Jobs |
1. Reproduce a passage from the Ash Wednesday reflection word for word. Begin at the words "Today is Ash" and stop after "gives us hope.".
2. Answer these questions from the Ash Wednesday reflection.
(a) What words are spoken as the ashen cross is traced upon the head?
(b) Besides a symbol of our common end, what else does the reflection call the cross?
(c) According to the reflection, what did Jesus not come to do?
3. Pick up the Ash Wednesday reflection after its final sentence and carry it forward.

# START OF Passage given

Today is Ash Wednesday. The ashes on our forehead remind us that, no matter our circumstances in life – rich or poor, young or old, sick or in good health – we are all destined for the grave. “You are dust and unto dust you shall return,” – these words are among those spoken as the ashen cross is traced upon our heads.

But the cross is not only a symbol of our death, but of suffering itself. The cross is not merely a symbol of our common end, but also the path we must tread to arrive there. We “take up our cross” and follow Him. It is a process, a march to our graves. Between conception and death, the life we live is filled with ups and downs. All life contains suffering. All life is marked with the sign of the cross; and the cross gives us hope.

The cross gives us hope, not because it brings an end to suffering, but because it redefines our suffering. Jesus agony and death do not remove suffering from our lives. Jesus did not come to end all pain. Jesus came to give our suffering new meaning!

# END OF Passage given
# START OF Data lines

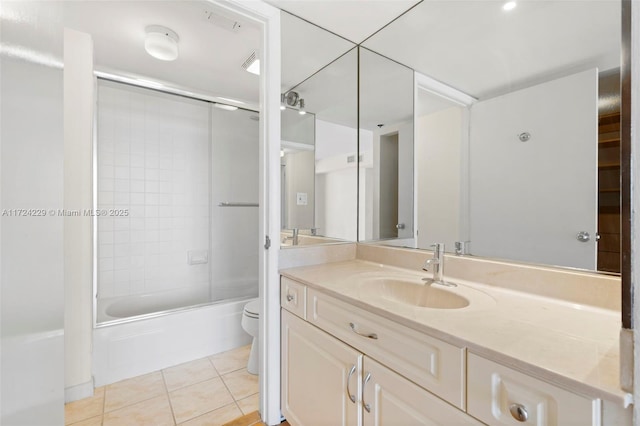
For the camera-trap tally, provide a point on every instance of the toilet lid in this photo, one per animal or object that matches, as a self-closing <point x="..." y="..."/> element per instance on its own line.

# END OF Data lines

Answers given |
1.
Today is Ash Wednesday. The ashes on our forehead remind us that, no matter our circumstances in life – rich or poor, young or old, sick or in good health – we are all destined for the grave. “You are dust and unto dust you shall return,” – these words are among those spoken as the ashen cross is traced upon our heads.

But the cross is not only a symbol of our death, but of suffering itself. The cross is not merely a symbol of our common end, but also the path we must tread to arrive there. We “take up our cross” and follow Him. It is a process, a march to our graves. Between conception and death, the life we live is filled with ups and downs. All life contains suffering. All life is marked with the sign of the cross; and the cross gives us hope.

2.
(a) "You are dust and unto dust you shall return."
(b) The path we must tread to arrive there.
(c) He did not come to end all pain.

3.
There is no doubt that Jesus knew suffering of the worst kind. But His suffering transformed the world. If there is to be meaning in our life we must not reject suffering but embrace these moments of pain as channels of grace…just as Jesus embraced the cross for the salvation of the world. If we unite our suffering to His, then we can share in His plan of salvation, and become channels of grace to the world.

When we accept the cross of ashes we seek solidarity with the lowliest and most wretched of humanity. We search out those who suffer and find spiritual companionship. We even seek ways to suffer alongside them. As we look around us and see all those fellow travelers marked with their own crosses today, we see Christ walking beside us.